## APPLY WHAT YOU READ
1. In the piece on lessons from the Obamacare replacement effort, which three words sum up what happened?
2. Pick up the piece on lessons from the Obamacare replacement effort after its last sentence and carry it forward.

## TEXT

::::

Lessons Learned from Obamacare Replacement

The talking heads and pundits have pointed their fingers and cast the blame on the “failure” of the Obamacare legislation vote that Speaker Ryan cancelled last Friday. I do not see productive value for the American people and the Republican Party in the finger pointing and blame.

It is beneficial to take a look at what happened and learn from the process. Three words summarize what happened: Communicated, Complicated, and Confidence.

Since Obamacare was first adopted, some states expanded Medicaid based on Obamacare. Several million were covered by insurance provided through Obamacare. (What the news never points out is that many of those already had insurance policies that were cancelled and they were forced into Obamacare.)

A simple repeal would impact those on Obamacare and the states who had expanded Medicaid coverage because of Obamacare. These are very real constraints that would impact real people.

Speaker Ryan and the White House worked together to develop a strategy to repeal and replace Obamacare. They came up with a three phase strategy which would ultimately accomplish a repeal and replacement of Obamacare with as little pain as possible to the states and those on Obamacare.

The Strategy was not Communicated

The first lesson learned is that strategy was not communicated until it was rolled out as the solution. The members of the Freedom Caucus, along with virtually every other Republican, campaigned on a simple three word slogan – Repeal and Replace.

In 2015, Republicans passed an 8 page bill that repealed most provisions of Obamacare. President Obama vetoed the bill.

There was a general expectation that Republicans would change the dates on the bill and send it through the process again. What Speaker Ryan rolled out with the three phase process was far from the simple 2015 repeal bill.

Conservatives who ran under the Republican standard of “Repeal and Replace” felt that their constituents would view this as a bait and switch. The strategy was not communicated.

The Strategy was Complicated

The second lesson is that the strategy was complicated. The strategy was laid out in three phases. Phase one was to adopt a partial replacement of Obamacare. It was not a simple repeal, but more like a major amendment.

This strategy was built on the budget reconciliation process in the Senate which could be done with a simple majority. Other provisions in Obamacare were not within the scope of the budget reconciliation process.

In order to repeal these other provisions, it would require 60 votes to end debate and vote on the issue. (See how complicated this is and we have not scratched the surface.)

After Phase 1 passed through reconciliation, then the Secretary of Health and Human Services, Tom Price, would use provisions in the portions of Obamacare that were not repealed, to change regulations.

::::

## STUDY MATERIAL
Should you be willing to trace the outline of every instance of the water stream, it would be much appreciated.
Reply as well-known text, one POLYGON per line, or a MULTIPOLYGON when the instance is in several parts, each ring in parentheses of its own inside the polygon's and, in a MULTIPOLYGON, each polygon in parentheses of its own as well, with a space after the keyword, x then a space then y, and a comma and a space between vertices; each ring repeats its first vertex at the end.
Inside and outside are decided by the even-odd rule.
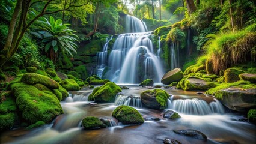
POLYGON ((163 143, 166 138, 177 140, 181 143, 255 142, 255 125, 238 121, 243 117, 225 112, 223 106, 213 97, 197 95, 195 92, 165 89, 172 95, 169 101, 171 105, 160 111, 138 104, 140 93, 147 90, 147 88, 134 85, 128 87, 130 89, 123 90, 117 95, 115 103, 89 104, 87 97, 91 89, 70 93, 70 97, 61 102, 65 114, 58 116, 52 124, 32 130, 18 128, 6 131, 0 136, 1 143, 163 143), (118 100, 122 98, 123 100, 118 100), (215 108, 212 108, 212 103, 216 105, 213 106, 215 108), (118 124, 111 113, 120 104, 134 106, 144 118, 159 118, 162 120, 145 121, 139 125, 118 124), (217 106, 219 111, 215 110, 217 106), (184 110, 194 106, 197 107, 195 109, 202 109, 206 113, 184 110), (184 109, 177 108, 179 107, 184 109), (163 119, 161 115, 168 109, 178 112, 182 118, 176 121, 163 119), (84 130, 81 121, 88 116, 109 119, 112 127, 84 130), (189 128, 204 133, 207 140, 203 141, 182 136, 172 131, 189 128))

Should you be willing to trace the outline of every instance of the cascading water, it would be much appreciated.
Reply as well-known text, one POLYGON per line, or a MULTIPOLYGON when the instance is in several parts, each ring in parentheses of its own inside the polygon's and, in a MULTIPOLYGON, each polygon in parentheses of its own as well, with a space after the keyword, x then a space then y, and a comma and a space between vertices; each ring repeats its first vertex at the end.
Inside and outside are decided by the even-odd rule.
POLYGON ((131 16, 127 16, 126 29, 136 33, 118 37, 108 56, 104 78, 118 83, 139 83, 148 78, 160 83, 164 71, 160 58, 154 55, 151 32, 146 32, 145 23, 131 16))
MULTIPOLYGON (((182 97, 182 96, 181 96, 182 97)), ((197 98, 172 100, 171 96, 168 100, 168 109, 186 115, 205 115, 213 113, 224 114, 222 104, 216 99, 207 103, 197 98)))
POLYGON ((99 77, 102 77, 102 73, 106 65, 107 62, 107 55, 108 55, 108 45, 109 41, 112 40, 113 38, 113 35, 111 35, 109 40, 108 38, 106 38, 106 42, 104 44, 103 49, 102 49, 102 52, 98 52, 97 55, 98 56, 98 64, 97 66, 97 76, 99 77))

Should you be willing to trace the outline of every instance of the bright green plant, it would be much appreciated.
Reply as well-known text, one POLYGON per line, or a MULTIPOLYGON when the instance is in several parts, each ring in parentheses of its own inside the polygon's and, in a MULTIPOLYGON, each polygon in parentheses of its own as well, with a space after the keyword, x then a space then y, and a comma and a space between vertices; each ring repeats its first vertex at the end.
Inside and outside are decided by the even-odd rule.
POLYGON ((78 37, 73 34, 76 31, 70 29, 69 24, 62 24, 61 19, 55 21, 50 17, 49 20, 44 19, 41 21, 41 31, 39 33, 43 35, 42 43, 44 43, 46 56, 56 61, 58 55, 68 53, 73 56, 72 52, 76 53, 78 45, 74 41, 78 41, 78 37))

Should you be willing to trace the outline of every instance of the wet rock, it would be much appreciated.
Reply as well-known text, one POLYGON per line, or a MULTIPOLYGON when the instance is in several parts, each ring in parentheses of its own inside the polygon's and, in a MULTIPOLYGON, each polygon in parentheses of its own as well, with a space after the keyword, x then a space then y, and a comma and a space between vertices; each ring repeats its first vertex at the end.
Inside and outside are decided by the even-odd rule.
POLYGON ((123 86, 123 85, 118 85, 119 87, 120 87, 120 88, 121 89, 129 89, 128 87, 127 87, 126 86, 123 86))
POLYGON ((181 144, 180 142, 177 140, 171 139, 165 139, 163 141, 164 144, 181 144))
POLYGON ((148 108, 164 109, 167 107, 169 94, 160 89, 147 90, 141 94, 142 103, 148 108))
POLYGON ((139 83, 139 86, 153 86, 154 85, 154 81, 150 79, 148 79, 139 83))
POLYGON ((181 118, 177 112, 172 110, 168 110, 163 114, 163 118, 168 118, 172 120, 177 119, 181 118))
POLYGON ((183 77, 183 74, 179 68, 176 68, 166 73, 161 79, 161 83, 169 85, 173 82, 178 82, 183 77))
POLYGON ((192 129, 173 130, 173 132, 178 134, 184 135, 186 136, 192 137, 198 139, 206 140, 207 139, 207 136, 204 134, 199 131, 192 129))

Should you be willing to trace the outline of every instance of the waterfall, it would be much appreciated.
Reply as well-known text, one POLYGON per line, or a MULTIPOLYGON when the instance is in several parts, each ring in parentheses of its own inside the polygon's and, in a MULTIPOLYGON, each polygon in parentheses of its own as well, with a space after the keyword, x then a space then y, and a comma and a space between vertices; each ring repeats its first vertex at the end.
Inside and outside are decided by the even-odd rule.
POLYGON ((168 109, 173 109, 178 113, 187 115, 205 115, 213 113, 224 114, 222 104, 216 99, 208 103, 204 100, 198 98, 168 100, 168 109))
POLYGON ((117 95, 115 100, 115 105, 125 105, 141 108, 141 100, 139 96, 133 97, 132 95, 117 95))
POLYGON ((160 58, 154 54, 151 32, 146 32, 141 20, 131 16, 126 17, 126 30, 136 33, 119 35, 108 56, 104 78, 118 83, 139 83, 149 78, 160 83, 164 71, 160 58))
POLYGON ((109 40, 106 38, 106 43, 104 44, 102 52, 98 52, 97 56, 98 56, 97 59, 97 76, 99 77, 102 77, 102 73, 106 67, 107 62, 107 55, 108 55, 108 44, 109 41, 112 40, 113 35, 111 35, 109 40))

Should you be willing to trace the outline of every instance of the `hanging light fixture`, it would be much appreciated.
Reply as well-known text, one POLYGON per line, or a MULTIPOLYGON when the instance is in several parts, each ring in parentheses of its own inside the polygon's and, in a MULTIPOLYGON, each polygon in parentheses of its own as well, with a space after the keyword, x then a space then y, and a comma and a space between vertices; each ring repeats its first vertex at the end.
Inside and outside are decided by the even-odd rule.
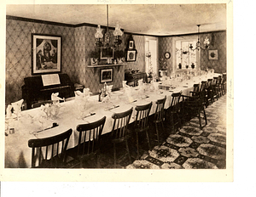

::::

## PER-TASK OUTPUTS
1. Communicated, Complicated, and Confidence.

2.
Since these were regulations, Secretary Price could take this action without any votes from Congress. The regulatory changes would be Phase 2.

Phase 3 was legislation that would open the door for health insurance sales across state lines and other free market actions. Phase 3 could not be accomplished in reconciliation.

Legislation in Phase 3 would require 60 votes to end debate and then vote on the bill. The belief was that by this time, Democrats would be backed into a corner and the moderate Democrats from states where they faced a potential loss would join the Republican majority.

The average conservative voter who voted for a candidate calling for “Repeal and Replace” would get totally lost in any explanation of the three phase strategy. The strategy was complicated.

There Was a Lack of Confidence

The third lesson is that there was a lack of confidence. President Trump gave his assurance and promise that he would carry Phase 3 to completion.

Phase 3 required more than President Trump. It required bi-partisan congressional action.

The American people have no confidence in Congress. That is not pointing fingers or casting blame. That is reality. Senator Tom Cotton summed it up when he said that there never will be a phase 3. It will be “one and done.”

President Trump started out with a bank vault of political capital and multiplied his value each day. Congress, on the other hand is bankrupt in capital and has a negative trust rating.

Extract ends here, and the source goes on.